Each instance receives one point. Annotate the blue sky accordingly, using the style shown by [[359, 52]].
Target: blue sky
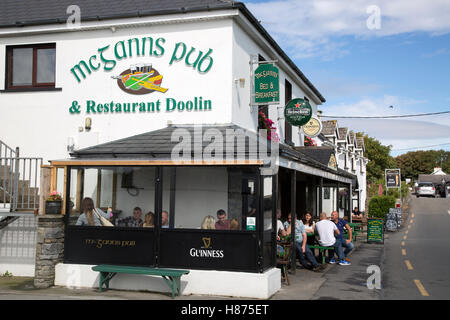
[[366, 55]]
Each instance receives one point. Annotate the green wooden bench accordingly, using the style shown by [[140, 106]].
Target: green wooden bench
[[171, 277], [356, 229], [322, 250]]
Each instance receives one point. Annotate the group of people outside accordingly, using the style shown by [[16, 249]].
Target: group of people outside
[[91, 216], [329, 232], [222, 223]]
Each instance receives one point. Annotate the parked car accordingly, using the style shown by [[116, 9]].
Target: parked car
[[426, 189]]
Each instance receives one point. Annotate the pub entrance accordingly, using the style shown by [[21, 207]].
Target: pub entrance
[[187, 195]]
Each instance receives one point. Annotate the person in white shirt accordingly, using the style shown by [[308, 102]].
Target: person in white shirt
[[326, 230]]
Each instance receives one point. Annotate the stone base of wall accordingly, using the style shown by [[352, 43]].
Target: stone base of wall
[[49, 249]]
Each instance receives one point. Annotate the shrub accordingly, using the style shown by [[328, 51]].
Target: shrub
[[379, 206]]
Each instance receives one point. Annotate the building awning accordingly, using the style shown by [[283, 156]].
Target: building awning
[[156, 147]]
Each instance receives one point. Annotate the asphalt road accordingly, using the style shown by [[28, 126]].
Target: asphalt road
[[417, 257]]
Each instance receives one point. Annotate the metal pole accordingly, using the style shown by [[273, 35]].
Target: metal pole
[[320, 195], [293, 217]]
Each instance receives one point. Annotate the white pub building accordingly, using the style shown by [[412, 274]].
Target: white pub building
[[93, 94]]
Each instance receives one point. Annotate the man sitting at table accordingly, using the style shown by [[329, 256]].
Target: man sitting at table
[[222, 223], [300, 243], [326, 230], [132, 221], [341, 224]]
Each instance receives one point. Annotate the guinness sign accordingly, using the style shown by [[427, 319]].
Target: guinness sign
[[298, 112], [206, 250]]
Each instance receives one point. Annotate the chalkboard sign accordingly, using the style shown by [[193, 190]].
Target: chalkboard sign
[[375, 228], [398, 215]]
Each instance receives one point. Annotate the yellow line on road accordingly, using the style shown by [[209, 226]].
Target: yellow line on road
[[408, 265], [421, 288]]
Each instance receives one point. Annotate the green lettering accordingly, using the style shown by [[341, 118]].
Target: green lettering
[[130, 50], [116, 53], [90, 62], [106, 61], [174, 54], [194, 65], [169, 102], [90, 106], [77, 66], [160, 47]]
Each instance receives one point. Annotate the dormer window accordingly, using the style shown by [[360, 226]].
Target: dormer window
[[30, 66]]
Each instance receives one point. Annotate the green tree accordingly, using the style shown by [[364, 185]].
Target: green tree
[[422, 162]]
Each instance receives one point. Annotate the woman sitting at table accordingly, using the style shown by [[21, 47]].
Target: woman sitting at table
[[308, 222]]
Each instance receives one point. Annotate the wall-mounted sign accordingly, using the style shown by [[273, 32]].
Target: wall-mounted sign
[[375, 230], [313, 127], [251, 223], [332, 163], [140, 79], [267, 84], [298, 112], [392, 178]]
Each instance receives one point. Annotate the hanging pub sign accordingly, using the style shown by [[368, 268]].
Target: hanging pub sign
[[267, 84], [313, 127], [375, 230], [392, 178], [298, 112]]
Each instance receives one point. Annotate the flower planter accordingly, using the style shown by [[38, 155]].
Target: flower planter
[[53, 207]]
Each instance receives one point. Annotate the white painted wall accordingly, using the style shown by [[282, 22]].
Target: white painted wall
[[244, 45], [234, 284], [40, 122]]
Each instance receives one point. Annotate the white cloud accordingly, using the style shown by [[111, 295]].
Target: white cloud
[[401, 133], [306, 28]]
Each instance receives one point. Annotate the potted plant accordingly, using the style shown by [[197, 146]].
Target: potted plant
[[53, 204]]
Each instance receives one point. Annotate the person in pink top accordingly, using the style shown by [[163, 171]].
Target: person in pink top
[[222, 222]]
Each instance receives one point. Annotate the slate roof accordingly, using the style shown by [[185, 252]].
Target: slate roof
[[343, 133], [360, 143], [14, 13], [352, 137], [158, 145], [28, 12], [321, 154]]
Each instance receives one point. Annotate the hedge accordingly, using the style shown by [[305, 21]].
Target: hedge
[[379, 206]]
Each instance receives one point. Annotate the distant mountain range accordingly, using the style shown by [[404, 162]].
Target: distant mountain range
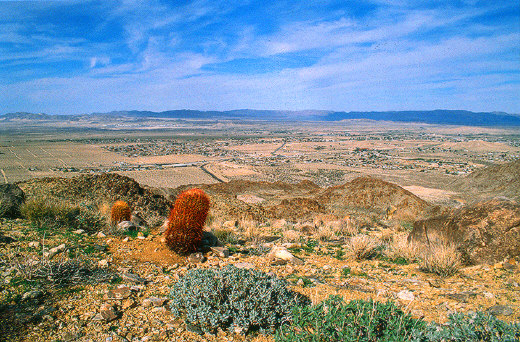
——————————
### やること
上の行をすべて、一字も変えずに打ち直してください。画像は答えに入れないでください。

### 結果
Each instance receives one point. Annotate the blue sky accordingly, using the style shown by [[359, 52]].
Target: blue sky
[[366, 55]]
Each instance receives one point. Annotate the green wooden bench accordingly, using the style shown by [[140, 106]].
Target: green wooden bench
[[171, 277], [356, 229], [322, 250]]
Each instance receives one point. Annotate the group of people outside accordingly, using the style shown by [[16, 249]].
Target: group of people outside
[[91, 216], [329, 232], [222, 223]]
Each instance receives one point. Annotate the parked car accordingly, using the style shown by [[116, 9]].
Target: parked car
[[426, 189]]
Each instance receives one point. Annotate the pub entrance accordingly, using the style shown by [[21, 207]].
Target: pub entrance
[[187, 195]]
Each instance receives one point. Annotate the person in white shirt accordingly, using the style shown by [[308, 102]].
Target: person in white shirt
[[326, 230]]
Each instance receives one point. Annotate the stone base of wall accordingly, using the style shown by [[352, 43]].
Target: stone base of wall
[[49, 249]]
Each instance receives one point. Annotate the shrub accordingly, using the style shown by [[328, 51]].
Target: shrub
[[379, 206]]
Each instance receives one point. Annotate the building awning accordingly, using the style shown by [[283, 156]].
Target: building awning
[[156, 147]]
Each instance receives one point. Annotate the asphalt road accordingly, using the style shown by [[28, 126]].
Target: asphalt road
[[417, 257]]
Each instance receives one point. Annotate the metal pole accordingly, using the style shown by [[273, 35]].
Target: metal pole
[[320, 195], [293, 217]]
Each instance receives one point. Annotate the white pub building accordingly, using the style shown by [[412, 274]].
Target: white pub building
[[93, 94]]
Each instance receives one point. Annotate the man sitting at table accordingly, using the style shown by [[329, 256]].
Target: man sitting at table
[[222, 223], [300, 243], [326, 230], [132, 221], [341, 224]]
Each instance receives one point. Annotate the guinness sign accordingly, using the style shown by [[427, 319]].
Target: guinness sign
[[298, 112], [206, 250]]
Each instance receives one point. Annotate the chalkboard sign accordingly, using the style shown by [[193, 190]].
Target: chalkboard sign
[[375, 228], [398, 215]]
Each instance receives one point. Annotate the yellow line on road accordingly, using the style shown by [[209, 226]].
Target: yellow line on road
[[408, 265], [421, 288]]
Each instance receives one point. Annotate the green lettering accordingly, using the style shown by [[341, 118]].
Target: green lettering
[[130, 50], [116, 53], [90, 62], [106, 61], [174, 54], [194, 65], [169, 102], [90, 106], [77, 66], [160, 47]]
Each instance receives one point. Annotate the dormer window accordingly, using the style shown by [[360, 226]].
Target: dormer window
[[30, 66]]
Each instance receives one point. Annotate the green tree accordingly, using the style shown by [[364, 185]].
Target: green tree
[[422, 162]]
Each instance receives one point. Annotate the woman sitting at table accordingly, using the style shown by [[21, 47]].
Target: woman sitting at table
[[308, 222]]
Each instance receives one point. Annotate the wall-mounted sign accordingly, using the style shown by [[273, 32]].
Target: wall-mounted sign
[[375, 230], [313, 127], [251, 223], [332, 163], [140, 79], [267, 84], [298, 112], [392, 178]]
Each instance receives one point. Annotate the hanging pub sign accordingly, using the style shown by [[368, 268]].
Target: hanging pub sign
[[267, 84], [313, 127], [375, 230], [392, 178], [298, 112]]
Each instance receives one point. Annotate the flower planter accordingly, using the style shown by [[38, 155]].
Target: flower planter
[[53, 207]]
Each instance receives one point. Annotate the white painted wall accordingly, using the style shown by [[282, 22]].
Target: white painted wall
[[244, 45], [234, 284], [40, 122]]
Each instance receives one point. Annotate the white cloud accordingly, using the style shown by [[111, 295]].
Target: white cloud
[[401, 133], [306, 28]]
Each instance receives one point. Annotate the potted plant accordingly, using the style shown by [[197, 146]].
Target: potted plant
[[53, 204]]
Each instance receives one point. Annotate the person in pink top accordingly, using the style shown by [[163, 171]].
Target: person in pink top
[[222, 222]]
Each instance receives one point. Annotate the slate roof accordingly, using the style shown by [[185, 252]].
Target: slate roof
[[343, 133], [360, 143], [14, 13], [352, 137], [158, 145], [28, 12], [321, 154]]
Each instance receives one point. Annotate the hedge accordingly, using the style shown by [[305, 21]].
Target: hedge
[[379, 206]]
Each instance receives one point. Annotate the distant mountain range accordingly, using the style shown by [[404, 162]].
Target: distant mountain range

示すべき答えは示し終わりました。